Continue the mailing-list message about the wpa_supplicant EAPOL-Key flaw, picking up right after its last sentence.

◆ **READING TEXT**
-- Begin --
I have to ask since this was only published 4 days ago and also describes
an attack on the EAPOL frames
Is this in any way related to atom's new attack on WPA/WPA2 using PMKID,

As far as I can see these are 2 different attacks?

Jens Timmerman

On 8 August 2018 at 16:22, Jouni Malinen <> wrote:

> Published: August 8, 2018
> Identifiers:
> - CVE-2018-14526
> Latest version available from:
> Vulnerability
> A vulnerability was found in how wpa_supplicant processes EAPOL-Key
> frames. It is possible for an attacker to modify the frame in a way that
> makes wpa_supplicant decrypt the Key Data field without requiring a
> valid MIC value in the frame, i.e., without the frame being
> authenticated. This has a potential issue in the case where WPA2/RSN
> style of EAPOL-Key construction is used with TKIP negotiated as the
> pairwise cipher. It should be noted that WPA2 is not supposed to be used
> with TKIP as the pairwise cipher. Instead, CCMP is expected to be used
> and with that pairwise cipher, this vulnerability is not applicable in
> practice.
-- End --
◆ **Dataset entries**
-- Begin --
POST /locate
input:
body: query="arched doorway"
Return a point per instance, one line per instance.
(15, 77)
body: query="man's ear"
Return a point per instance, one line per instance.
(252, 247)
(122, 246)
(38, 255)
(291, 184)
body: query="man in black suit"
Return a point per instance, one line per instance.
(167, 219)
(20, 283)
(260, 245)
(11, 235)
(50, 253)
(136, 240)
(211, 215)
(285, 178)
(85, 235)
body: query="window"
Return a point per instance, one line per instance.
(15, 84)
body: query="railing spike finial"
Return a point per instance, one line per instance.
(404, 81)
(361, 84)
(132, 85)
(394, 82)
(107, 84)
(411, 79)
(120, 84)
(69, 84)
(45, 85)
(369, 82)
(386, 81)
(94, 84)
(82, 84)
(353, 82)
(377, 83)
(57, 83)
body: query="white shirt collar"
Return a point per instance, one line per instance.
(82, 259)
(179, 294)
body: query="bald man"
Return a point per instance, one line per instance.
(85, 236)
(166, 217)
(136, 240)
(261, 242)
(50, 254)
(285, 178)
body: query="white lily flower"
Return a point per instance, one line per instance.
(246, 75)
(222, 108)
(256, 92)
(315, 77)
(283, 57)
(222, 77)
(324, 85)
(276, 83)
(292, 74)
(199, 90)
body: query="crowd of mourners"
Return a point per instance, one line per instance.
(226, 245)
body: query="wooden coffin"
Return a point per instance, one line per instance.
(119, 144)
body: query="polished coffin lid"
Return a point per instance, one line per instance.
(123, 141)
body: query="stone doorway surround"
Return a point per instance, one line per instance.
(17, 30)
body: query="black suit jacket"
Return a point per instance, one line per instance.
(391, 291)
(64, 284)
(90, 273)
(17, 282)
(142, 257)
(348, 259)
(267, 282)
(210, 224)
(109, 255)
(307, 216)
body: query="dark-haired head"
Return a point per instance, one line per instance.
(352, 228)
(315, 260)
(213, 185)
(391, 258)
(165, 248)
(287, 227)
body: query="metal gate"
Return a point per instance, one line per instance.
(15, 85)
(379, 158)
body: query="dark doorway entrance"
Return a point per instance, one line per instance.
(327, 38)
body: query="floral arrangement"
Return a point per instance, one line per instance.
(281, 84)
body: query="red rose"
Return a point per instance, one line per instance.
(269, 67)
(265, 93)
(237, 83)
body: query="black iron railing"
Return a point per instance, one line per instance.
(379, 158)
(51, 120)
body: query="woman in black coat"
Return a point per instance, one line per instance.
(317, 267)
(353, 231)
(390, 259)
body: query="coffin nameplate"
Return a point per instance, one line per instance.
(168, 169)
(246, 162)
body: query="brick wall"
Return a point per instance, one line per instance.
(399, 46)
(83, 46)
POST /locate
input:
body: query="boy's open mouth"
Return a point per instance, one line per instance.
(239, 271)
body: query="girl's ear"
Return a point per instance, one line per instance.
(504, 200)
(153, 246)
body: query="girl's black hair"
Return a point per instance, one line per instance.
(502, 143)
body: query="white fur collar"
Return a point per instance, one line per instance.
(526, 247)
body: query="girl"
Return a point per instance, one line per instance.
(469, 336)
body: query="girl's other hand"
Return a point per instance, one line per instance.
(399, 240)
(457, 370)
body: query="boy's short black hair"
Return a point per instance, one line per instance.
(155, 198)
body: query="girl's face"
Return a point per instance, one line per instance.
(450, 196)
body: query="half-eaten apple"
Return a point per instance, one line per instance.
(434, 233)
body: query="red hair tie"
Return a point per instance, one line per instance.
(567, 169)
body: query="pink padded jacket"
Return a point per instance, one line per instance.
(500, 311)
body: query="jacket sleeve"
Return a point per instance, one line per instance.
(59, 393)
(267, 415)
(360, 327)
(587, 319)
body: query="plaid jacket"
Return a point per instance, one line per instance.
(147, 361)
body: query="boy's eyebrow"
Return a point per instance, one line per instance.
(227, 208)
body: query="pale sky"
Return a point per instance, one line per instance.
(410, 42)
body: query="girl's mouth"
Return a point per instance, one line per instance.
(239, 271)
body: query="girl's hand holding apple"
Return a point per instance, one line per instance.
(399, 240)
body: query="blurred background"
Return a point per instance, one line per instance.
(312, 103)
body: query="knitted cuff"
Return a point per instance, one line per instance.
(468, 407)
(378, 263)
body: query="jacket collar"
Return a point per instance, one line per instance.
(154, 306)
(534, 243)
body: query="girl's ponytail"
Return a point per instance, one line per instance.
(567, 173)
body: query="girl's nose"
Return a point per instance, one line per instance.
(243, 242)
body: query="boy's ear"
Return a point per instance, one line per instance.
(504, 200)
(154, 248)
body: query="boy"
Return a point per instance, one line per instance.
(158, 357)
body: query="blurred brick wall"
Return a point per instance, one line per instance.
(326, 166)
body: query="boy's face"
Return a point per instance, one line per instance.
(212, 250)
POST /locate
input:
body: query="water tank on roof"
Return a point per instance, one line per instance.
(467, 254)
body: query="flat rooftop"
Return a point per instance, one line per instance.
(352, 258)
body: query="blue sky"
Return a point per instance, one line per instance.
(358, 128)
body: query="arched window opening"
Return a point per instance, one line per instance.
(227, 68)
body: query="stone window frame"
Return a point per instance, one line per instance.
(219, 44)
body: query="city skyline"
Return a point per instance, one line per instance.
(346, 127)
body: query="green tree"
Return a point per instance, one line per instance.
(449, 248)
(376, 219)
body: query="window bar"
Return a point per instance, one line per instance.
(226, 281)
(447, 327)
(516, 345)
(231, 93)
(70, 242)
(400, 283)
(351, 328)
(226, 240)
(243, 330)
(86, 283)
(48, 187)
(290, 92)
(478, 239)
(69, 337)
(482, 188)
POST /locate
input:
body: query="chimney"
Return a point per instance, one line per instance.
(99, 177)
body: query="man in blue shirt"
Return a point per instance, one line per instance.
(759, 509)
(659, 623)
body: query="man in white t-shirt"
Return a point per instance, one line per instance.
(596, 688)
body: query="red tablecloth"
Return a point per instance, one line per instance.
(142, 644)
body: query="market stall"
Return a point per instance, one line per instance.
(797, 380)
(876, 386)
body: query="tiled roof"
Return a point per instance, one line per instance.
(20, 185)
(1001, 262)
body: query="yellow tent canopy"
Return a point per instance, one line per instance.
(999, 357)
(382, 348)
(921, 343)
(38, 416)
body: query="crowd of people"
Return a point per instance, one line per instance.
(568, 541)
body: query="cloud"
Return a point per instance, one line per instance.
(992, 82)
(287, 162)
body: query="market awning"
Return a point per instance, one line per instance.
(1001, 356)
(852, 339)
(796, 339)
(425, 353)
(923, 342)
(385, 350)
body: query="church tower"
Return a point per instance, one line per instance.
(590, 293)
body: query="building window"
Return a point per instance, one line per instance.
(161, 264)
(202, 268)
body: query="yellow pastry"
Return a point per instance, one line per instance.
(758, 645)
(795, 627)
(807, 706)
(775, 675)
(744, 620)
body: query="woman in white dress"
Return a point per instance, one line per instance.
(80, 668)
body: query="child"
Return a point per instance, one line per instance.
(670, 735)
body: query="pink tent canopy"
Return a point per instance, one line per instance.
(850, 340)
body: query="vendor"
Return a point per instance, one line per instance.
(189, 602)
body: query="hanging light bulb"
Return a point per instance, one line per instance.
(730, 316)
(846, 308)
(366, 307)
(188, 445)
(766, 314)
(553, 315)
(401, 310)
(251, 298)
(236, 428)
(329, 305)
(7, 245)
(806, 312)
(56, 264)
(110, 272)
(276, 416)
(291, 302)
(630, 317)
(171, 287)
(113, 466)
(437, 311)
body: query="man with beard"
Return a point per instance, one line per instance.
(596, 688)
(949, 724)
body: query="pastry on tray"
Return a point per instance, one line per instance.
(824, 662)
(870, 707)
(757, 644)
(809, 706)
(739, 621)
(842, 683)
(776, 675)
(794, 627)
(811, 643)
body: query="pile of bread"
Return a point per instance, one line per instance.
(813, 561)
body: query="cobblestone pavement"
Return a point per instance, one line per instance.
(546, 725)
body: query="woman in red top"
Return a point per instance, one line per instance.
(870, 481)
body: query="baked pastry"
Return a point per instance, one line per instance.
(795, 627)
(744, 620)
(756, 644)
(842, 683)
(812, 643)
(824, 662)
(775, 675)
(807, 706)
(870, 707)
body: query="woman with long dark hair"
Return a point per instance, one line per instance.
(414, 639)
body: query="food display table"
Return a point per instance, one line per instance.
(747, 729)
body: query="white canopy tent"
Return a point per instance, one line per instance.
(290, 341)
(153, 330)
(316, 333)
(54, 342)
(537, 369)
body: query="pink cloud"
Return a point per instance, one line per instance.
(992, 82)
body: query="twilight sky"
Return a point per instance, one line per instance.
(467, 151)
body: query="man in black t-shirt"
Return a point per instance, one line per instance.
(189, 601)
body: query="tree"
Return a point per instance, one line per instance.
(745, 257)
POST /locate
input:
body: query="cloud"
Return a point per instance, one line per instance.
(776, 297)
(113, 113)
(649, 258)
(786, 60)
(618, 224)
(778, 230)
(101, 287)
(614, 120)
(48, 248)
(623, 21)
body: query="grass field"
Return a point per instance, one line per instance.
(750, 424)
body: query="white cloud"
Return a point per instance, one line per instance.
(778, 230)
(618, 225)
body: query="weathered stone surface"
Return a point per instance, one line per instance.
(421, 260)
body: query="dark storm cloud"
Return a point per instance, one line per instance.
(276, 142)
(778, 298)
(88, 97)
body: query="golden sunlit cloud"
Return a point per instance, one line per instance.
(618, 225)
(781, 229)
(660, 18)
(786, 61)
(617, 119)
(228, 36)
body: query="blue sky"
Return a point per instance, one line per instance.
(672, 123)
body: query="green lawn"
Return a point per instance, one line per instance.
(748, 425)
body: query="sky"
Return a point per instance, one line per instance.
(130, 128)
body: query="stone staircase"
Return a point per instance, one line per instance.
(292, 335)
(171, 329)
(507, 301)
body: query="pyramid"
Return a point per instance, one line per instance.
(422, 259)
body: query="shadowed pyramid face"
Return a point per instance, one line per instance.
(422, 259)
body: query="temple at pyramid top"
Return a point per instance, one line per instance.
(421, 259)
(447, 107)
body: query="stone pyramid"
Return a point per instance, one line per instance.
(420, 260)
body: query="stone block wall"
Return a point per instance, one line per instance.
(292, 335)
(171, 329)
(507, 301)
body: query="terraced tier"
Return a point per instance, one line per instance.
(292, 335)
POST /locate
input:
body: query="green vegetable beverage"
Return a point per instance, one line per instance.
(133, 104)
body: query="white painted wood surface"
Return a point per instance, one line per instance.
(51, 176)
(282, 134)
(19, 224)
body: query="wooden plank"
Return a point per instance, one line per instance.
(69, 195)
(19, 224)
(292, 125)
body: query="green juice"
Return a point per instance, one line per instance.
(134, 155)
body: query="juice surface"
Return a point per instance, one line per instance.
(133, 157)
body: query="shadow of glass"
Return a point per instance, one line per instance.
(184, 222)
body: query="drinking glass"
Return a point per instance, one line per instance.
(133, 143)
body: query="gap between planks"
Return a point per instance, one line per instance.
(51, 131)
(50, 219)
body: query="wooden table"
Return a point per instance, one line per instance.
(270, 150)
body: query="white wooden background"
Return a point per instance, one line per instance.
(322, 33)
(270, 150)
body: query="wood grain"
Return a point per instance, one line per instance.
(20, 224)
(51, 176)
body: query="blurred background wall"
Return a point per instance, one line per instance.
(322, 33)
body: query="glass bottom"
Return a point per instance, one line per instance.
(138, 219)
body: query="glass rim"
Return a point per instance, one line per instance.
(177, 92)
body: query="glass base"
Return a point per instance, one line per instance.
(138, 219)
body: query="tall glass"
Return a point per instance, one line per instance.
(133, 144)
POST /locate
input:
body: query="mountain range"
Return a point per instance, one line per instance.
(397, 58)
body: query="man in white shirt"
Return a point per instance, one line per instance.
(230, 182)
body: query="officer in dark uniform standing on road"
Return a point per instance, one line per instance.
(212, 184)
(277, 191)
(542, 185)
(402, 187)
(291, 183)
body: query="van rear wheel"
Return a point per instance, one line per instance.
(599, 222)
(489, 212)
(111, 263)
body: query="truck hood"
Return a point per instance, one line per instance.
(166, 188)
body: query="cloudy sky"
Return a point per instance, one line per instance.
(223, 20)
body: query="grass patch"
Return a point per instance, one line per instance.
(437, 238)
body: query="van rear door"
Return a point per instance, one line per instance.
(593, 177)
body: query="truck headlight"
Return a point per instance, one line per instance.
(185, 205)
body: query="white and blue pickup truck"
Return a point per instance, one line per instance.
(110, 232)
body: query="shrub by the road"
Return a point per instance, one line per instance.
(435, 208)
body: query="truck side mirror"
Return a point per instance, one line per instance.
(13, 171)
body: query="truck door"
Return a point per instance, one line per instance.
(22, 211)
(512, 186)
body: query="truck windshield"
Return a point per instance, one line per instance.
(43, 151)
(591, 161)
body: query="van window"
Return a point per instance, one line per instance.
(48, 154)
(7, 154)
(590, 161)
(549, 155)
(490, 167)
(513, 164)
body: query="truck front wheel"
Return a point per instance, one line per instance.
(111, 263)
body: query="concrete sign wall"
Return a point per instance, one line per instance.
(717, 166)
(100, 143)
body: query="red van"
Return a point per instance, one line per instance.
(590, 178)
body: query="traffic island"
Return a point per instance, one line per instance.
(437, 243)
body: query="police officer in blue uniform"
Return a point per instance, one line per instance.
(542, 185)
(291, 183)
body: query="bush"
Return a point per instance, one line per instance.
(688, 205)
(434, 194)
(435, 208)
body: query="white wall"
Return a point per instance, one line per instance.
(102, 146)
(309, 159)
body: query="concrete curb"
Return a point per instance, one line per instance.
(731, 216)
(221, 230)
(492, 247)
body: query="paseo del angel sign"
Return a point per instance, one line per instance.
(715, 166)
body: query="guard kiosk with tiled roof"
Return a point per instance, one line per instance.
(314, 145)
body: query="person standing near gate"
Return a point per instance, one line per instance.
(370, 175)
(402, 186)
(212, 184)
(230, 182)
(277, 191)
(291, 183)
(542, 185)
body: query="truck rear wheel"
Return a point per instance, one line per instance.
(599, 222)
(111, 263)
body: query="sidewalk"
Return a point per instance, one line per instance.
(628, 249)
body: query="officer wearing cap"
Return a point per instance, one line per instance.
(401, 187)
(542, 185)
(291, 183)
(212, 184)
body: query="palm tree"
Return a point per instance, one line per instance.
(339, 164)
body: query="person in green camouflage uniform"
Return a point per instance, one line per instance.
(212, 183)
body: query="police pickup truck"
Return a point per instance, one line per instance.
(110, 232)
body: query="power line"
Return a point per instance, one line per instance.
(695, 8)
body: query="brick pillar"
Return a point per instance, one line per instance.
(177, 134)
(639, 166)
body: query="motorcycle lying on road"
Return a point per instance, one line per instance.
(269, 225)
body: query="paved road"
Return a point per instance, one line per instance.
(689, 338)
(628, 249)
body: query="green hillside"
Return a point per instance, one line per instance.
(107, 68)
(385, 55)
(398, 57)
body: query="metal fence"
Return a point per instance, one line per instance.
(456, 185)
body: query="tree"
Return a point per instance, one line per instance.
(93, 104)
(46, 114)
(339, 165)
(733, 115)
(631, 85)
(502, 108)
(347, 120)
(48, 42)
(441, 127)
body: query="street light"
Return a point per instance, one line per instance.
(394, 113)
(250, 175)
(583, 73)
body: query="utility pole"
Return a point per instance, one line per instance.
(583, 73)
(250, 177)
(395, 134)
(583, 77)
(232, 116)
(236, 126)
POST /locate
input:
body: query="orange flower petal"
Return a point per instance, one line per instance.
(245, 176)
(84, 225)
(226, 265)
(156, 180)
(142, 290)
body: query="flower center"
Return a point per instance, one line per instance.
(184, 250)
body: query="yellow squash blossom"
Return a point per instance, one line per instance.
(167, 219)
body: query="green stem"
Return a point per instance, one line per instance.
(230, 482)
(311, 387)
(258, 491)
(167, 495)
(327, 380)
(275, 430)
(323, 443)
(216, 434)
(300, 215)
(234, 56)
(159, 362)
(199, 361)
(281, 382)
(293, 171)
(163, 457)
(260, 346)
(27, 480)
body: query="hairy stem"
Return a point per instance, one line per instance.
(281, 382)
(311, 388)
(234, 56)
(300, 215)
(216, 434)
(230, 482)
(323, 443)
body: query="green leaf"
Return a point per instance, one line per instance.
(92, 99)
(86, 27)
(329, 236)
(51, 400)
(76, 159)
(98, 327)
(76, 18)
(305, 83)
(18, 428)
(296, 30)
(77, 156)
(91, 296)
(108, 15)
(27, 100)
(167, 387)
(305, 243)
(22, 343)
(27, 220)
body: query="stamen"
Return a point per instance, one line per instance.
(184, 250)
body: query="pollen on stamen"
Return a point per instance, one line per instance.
-- End --
◆ **TASK ANSWER**
> When TKIP is negotiated as the pairwise cipher, the EAPOL-Key Key Data
> field is encrypted using RC4. This vulnerability allows unauthenticated
> EAPOL-Key frames to be processed and due to the RC4 design, this makes
> it possible for an attacker to modify the plaintext version of the Key
> Data field with bitwise XOR operations without knowing the contents.
> This can be used to cause a denial of service attack by modifying
> GTK/IGTK on the station (without the attacker learning any of the keys)
> which would prevent the station from accepting received group-addressed
> frames. Furthermore, this might be abused by making wpa_supplicant act
> as a decryption oracle to try to recover some of the Key Data payload
> (GTK/IGTK) to get knowledge of the group encryption keys.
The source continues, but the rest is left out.